» Aufgabe: Kopiere ein Stück aus dem Gesetzestext zum Rücktritt wortwörtlich ab: Fang bei den Worten „(1) Der Rücktritt“ an und hör nach „Anzeigepflicht Kenntnis erlangt.“ auf.

» Textauszug:
□ □ □ □

Avatar of Gerhard Veits Gerhard Veits | 05. Dezember 2022 | Recht

 

§ 20 VersVG (Vorvertragliche Anzeigepflicht)

 

(1) Der Rücktritt ist nur innerhalb eines Monates zulässig. Die Frist beginnt mit dem Zeitpunkt, in welchem der Versicherer von der Verletzung der Anzeigepflicht Kenntnis erlangt.

 

(2) Der Rücktritt ist gegenüber dem Versicherungsnehmer zu erklären. Im Falle des Rücktrittes sind, soweit dieses Bundesgesetz nicht in Ansehung der Prämie etwas anderes bestimmt, beide Teile verpflichtet, einander die empfangenen Leistungen zurückzugewähren; eine Geldsumme ist von dem Zeitpunkt des Empfanges an zu verzinsen.

□ □ □ □

» Gegebene Angaben:
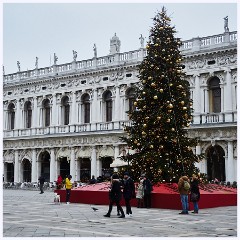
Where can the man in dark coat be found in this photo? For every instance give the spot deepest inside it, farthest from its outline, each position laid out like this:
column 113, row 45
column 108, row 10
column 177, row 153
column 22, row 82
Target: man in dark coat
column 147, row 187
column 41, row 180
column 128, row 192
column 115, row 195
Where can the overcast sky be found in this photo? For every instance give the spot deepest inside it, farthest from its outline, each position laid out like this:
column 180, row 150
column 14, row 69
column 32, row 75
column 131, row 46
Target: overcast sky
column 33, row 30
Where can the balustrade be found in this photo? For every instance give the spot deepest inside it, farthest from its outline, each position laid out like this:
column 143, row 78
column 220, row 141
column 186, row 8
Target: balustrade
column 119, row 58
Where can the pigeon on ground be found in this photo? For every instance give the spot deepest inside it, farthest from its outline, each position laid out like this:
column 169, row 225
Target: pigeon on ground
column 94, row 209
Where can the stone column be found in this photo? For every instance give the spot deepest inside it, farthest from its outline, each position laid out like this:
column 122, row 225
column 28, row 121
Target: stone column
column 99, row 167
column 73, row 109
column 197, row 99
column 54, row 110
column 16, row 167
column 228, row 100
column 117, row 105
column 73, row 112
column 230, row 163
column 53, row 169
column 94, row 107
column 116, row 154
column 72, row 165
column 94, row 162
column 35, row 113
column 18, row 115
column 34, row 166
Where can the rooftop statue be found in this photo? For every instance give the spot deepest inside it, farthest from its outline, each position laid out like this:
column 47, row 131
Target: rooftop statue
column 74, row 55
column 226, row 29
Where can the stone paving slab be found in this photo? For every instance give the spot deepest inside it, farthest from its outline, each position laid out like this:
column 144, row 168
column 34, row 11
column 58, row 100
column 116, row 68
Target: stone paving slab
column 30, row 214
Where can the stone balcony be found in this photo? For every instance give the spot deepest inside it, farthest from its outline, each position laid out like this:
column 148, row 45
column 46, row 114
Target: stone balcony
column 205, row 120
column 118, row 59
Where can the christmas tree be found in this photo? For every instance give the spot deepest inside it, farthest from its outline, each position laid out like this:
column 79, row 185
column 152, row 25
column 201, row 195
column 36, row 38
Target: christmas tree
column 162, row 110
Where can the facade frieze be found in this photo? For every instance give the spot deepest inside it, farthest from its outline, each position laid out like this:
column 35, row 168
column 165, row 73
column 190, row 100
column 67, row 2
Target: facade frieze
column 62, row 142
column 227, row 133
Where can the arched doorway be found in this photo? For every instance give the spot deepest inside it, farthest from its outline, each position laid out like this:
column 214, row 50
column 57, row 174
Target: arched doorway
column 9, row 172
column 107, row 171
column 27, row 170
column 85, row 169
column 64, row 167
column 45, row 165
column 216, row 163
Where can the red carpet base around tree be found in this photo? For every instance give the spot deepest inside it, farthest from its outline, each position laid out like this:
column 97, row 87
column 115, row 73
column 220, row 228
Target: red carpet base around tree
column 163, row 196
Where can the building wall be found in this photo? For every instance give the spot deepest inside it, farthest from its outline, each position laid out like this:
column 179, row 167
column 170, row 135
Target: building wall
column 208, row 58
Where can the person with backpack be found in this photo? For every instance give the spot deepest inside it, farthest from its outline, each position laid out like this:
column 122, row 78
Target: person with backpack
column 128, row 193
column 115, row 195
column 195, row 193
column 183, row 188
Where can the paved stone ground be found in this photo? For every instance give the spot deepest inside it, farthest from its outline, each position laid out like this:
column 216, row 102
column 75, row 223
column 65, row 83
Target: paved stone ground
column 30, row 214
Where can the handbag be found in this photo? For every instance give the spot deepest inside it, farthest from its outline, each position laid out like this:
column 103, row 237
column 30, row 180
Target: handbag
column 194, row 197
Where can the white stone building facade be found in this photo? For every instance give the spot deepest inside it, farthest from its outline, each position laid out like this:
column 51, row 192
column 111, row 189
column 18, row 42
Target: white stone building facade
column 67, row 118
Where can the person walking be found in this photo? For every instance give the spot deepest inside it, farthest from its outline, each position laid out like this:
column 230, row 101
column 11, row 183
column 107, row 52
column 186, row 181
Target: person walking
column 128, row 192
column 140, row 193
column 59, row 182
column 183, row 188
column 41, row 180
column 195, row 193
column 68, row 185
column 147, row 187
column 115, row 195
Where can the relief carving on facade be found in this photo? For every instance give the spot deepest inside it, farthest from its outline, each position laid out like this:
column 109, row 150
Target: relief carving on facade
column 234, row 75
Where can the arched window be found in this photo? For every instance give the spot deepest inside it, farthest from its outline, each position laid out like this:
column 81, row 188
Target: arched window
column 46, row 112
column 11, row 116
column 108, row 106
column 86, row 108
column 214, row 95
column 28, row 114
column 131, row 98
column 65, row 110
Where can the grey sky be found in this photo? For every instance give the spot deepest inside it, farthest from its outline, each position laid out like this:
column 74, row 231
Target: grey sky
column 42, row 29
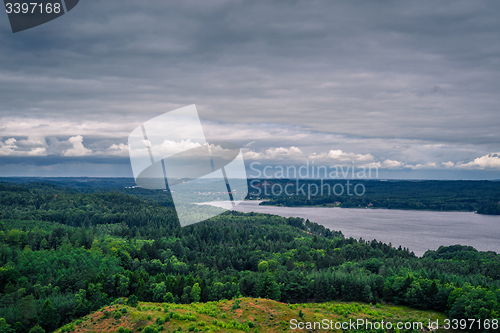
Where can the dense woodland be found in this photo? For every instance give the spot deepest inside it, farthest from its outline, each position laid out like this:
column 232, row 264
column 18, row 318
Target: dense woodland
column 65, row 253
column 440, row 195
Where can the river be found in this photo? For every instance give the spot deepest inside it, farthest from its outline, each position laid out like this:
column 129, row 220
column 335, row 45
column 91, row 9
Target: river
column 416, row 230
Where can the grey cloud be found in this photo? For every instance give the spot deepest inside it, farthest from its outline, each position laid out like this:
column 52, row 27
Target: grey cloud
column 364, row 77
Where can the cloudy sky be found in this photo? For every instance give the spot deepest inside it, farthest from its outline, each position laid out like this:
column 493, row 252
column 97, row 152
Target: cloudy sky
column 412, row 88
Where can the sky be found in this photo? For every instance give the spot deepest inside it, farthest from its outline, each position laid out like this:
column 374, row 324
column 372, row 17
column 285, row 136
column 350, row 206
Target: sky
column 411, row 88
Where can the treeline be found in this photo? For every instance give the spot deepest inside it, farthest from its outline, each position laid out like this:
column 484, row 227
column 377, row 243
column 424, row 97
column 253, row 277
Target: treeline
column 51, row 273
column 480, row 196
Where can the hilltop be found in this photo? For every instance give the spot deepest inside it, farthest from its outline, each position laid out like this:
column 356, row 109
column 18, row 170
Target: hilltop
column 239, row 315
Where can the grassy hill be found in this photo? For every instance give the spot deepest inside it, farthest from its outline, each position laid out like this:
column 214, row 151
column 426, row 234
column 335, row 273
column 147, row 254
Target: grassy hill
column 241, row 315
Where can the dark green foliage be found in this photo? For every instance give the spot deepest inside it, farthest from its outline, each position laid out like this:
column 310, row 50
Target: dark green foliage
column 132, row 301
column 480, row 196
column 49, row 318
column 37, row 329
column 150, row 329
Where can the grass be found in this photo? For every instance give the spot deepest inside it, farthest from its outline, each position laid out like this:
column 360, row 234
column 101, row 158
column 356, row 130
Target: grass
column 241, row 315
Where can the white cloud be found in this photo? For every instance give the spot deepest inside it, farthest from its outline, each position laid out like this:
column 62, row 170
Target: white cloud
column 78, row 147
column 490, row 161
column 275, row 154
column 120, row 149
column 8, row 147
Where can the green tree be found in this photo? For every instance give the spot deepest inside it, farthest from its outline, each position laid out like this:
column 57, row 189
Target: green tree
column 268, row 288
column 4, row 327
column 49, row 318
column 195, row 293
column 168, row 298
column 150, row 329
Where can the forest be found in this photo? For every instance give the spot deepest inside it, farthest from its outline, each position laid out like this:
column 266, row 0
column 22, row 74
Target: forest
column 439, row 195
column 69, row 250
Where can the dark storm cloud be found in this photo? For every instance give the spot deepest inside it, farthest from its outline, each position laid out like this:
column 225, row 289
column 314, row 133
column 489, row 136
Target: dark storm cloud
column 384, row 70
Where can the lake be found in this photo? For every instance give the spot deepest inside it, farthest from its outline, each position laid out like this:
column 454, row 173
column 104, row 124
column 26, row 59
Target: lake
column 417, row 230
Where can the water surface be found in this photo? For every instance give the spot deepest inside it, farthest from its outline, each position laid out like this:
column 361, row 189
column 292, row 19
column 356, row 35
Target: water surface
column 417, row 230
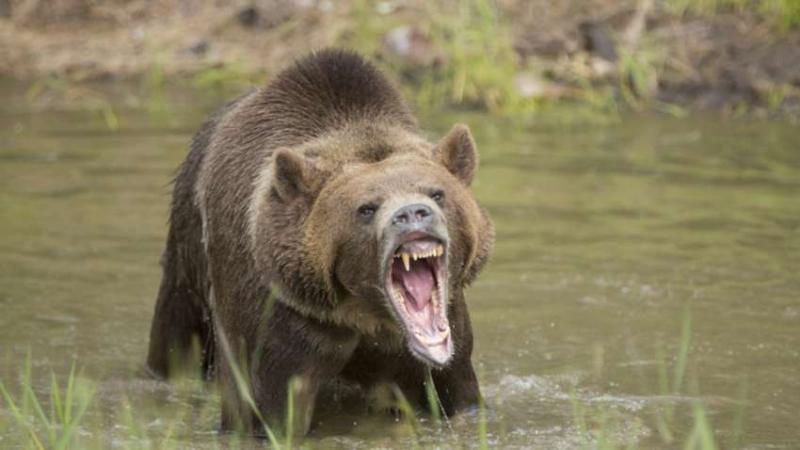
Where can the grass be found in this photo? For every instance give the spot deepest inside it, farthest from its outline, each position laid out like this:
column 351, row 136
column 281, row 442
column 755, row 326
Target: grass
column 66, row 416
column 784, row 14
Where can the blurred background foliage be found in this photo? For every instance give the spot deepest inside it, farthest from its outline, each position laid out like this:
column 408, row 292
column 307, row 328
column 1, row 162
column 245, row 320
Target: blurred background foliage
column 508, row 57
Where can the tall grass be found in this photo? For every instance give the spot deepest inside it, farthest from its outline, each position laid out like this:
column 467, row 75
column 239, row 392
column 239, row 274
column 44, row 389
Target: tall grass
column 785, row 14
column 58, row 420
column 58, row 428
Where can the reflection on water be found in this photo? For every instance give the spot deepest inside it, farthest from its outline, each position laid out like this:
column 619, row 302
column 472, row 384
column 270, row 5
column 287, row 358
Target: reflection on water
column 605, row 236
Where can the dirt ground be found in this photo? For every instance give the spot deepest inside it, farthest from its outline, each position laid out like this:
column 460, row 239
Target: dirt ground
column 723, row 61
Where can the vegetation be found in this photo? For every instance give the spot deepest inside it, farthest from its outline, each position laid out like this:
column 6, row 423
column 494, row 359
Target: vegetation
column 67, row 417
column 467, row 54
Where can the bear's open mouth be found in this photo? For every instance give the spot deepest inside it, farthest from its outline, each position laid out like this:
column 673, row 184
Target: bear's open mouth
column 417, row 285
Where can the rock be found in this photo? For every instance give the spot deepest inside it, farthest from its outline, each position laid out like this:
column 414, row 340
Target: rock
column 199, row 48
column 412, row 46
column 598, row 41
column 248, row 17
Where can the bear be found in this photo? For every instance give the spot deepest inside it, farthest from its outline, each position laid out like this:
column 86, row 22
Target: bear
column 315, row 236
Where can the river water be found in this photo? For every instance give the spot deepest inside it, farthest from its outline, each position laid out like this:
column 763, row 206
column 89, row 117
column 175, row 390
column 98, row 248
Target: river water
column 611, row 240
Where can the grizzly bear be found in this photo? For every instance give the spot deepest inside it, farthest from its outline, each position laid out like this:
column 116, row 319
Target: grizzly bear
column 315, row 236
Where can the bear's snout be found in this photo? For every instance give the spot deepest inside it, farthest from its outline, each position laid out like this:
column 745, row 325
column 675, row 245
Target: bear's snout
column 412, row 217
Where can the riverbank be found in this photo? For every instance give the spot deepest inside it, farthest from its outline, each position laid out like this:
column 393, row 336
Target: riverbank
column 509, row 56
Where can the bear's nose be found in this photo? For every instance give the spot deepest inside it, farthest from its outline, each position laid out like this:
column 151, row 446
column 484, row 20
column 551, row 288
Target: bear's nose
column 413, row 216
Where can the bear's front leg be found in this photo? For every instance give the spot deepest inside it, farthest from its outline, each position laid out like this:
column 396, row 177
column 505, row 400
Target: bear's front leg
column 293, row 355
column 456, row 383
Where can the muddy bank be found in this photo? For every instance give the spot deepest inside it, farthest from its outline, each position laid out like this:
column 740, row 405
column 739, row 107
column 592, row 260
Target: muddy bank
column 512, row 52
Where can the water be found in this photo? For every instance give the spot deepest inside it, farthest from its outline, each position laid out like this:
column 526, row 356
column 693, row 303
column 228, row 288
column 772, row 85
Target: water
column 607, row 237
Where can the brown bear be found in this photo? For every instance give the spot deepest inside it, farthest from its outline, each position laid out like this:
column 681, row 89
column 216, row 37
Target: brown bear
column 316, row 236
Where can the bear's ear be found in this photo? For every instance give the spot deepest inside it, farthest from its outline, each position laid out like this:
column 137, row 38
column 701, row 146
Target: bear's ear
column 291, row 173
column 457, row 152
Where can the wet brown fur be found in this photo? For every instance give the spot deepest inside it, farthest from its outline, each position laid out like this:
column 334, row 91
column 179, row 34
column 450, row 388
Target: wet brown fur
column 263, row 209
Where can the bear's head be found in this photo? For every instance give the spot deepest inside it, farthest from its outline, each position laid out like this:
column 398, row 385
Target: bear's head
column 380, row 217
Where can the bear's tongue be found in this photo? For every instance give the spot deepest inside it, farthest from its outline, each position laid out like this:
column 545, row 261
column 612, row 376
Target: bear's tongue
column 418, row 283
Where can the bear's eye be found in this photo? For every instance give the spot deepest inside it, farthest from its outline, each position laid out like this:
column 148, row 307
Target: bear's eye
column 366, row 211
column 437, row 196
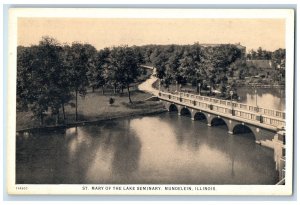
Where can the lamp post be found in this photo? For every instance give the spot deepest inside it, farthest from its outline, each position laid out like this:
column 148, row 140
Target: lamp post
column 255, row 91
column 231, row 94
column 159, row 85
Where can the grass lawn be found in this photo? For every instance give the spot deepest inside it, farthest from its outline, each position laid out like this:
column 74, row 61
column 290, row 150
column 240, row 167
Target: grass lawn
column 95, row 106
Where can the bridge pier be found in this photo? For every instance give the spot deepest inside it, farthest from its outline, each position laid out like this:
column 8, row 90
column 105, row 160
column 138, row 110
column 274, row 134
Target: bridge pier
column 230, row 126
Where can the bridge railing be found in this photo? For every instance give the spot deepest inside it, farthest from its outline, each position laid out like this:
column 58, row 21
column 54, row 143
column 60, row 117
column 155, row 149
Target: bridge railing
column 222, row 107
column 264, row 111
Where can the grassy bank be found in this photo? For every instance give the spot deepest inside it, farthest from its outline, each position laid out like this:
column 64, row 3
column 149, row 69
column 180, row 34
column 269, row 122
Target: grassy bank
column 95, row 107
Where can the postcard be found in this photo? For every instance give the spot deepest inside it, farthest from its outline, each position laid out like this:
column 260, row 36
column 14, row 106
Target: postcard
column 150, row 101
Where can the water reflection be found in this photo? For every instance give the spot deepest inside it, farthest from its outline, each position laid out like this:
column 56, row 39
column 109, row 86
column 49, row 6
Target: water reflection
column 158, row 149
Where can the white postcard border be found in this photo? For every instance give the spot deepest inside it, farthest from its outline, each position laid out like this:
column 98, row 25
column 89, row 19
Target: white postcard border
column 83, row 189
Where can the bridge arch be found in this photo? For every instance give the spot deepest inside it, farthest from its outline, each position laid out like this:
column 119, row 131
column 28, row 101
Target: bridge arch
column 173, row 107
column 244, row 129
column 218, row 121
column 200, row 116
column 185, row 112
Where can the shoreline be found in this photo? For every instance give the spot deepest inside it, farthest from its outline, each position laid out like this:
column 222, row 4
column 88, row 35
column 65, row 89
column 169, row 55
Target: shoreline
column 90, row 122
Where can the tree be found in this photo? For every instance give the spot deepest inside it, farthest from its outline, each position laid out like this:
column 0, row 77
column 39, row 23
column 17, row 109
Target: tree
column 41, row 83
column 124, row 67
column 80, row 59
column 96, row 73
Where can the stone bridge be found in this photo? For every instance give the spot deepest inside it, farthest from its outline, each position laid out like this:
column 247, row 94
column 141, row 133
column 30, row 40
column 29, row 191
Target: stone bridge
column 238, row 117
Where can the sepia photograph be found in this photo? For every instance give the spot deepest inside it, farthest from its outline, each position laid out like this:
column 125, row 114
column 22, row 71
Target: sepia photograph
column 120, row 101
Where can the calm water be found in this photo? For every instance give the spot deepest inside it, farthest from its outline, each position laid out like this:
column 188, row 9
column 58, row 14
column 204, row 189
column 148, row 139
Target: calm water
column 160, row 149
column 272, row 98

□ □ □ □

» Lösung:
(1) Der Rücktritt ist nur innerhalb eines Monates zulässig. Die Frist beginnt mit dem Zeitpunkt, in welchem der Versicherer von der Verletzung der Anzeigepflicht Kenntnis erlangt.